• WORK REQUIRED: Please find every line in the items below that contains the word "train" and copy each of those lines.

• DATASET RECORDS:
[start]

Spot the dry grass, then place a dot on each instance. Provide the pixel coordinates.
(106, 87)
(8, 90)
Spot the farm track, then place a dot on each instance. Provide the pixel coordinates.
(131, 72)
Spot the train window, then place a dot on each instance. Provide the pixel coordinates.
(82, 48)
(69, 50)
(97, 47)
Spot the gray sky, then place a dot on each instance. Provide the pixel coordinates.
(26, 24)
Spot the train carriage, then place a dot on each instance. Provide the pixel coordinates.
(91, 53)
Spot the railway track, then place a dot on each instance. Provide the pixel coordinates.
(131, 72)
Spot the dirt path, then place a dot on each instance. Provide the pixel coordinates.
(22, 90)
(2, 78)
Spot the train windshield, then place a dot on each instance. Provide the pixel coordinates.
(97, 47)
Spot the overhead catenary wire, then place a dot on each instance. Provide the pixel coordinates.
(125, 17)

[end]
[start]

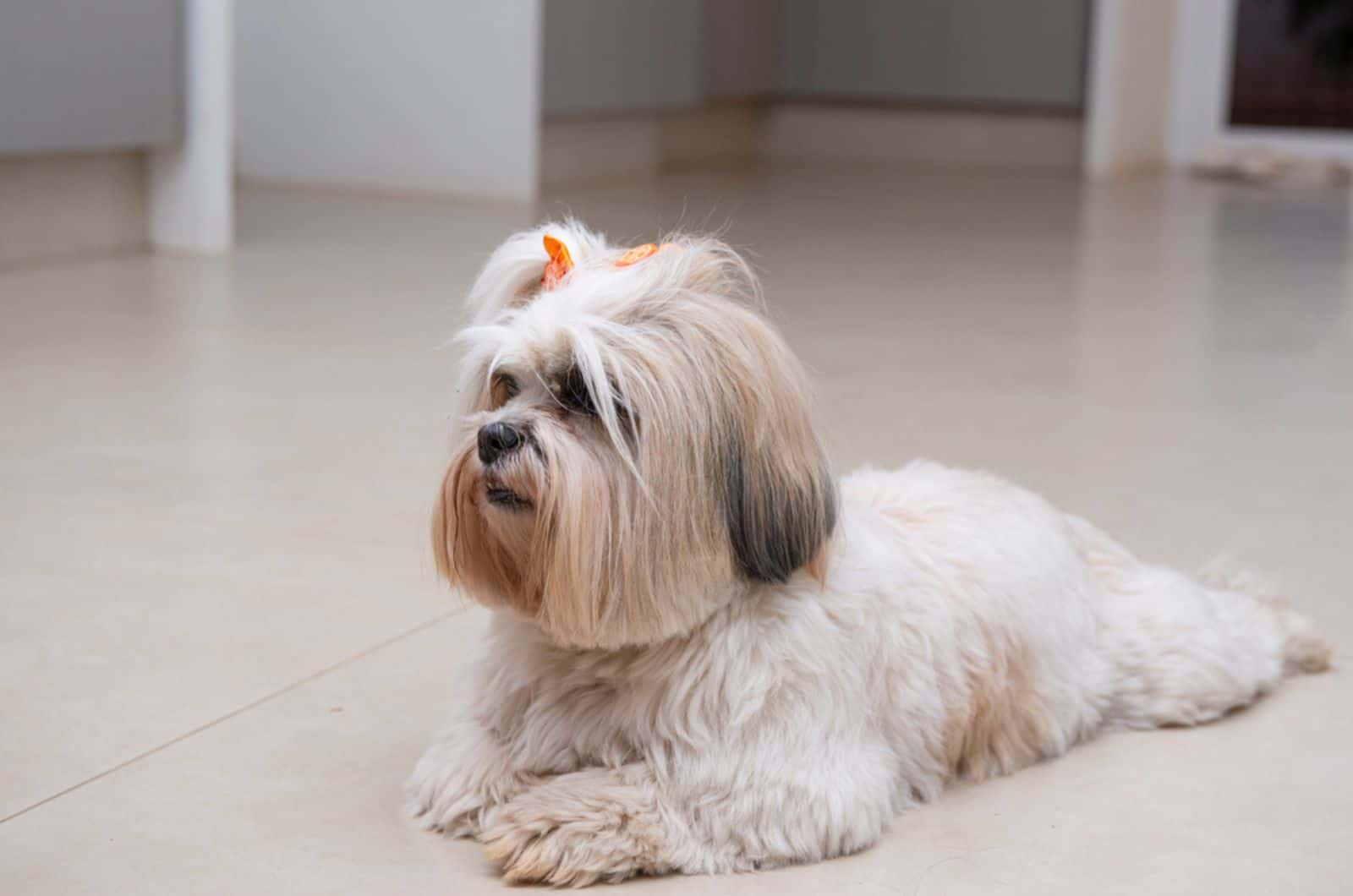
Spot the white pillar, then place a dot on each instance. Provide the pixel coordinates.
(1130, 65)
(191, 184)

[end]

• RESULT:
Spot the train window, then place a dot on each instance. Provide the pixel coordinates.
Spot the train carriage, then place a dot on each instance. Provide the pixel coordinates.
Spot the train windshield, then place a dot on each instance. Provide the pixel coordinates.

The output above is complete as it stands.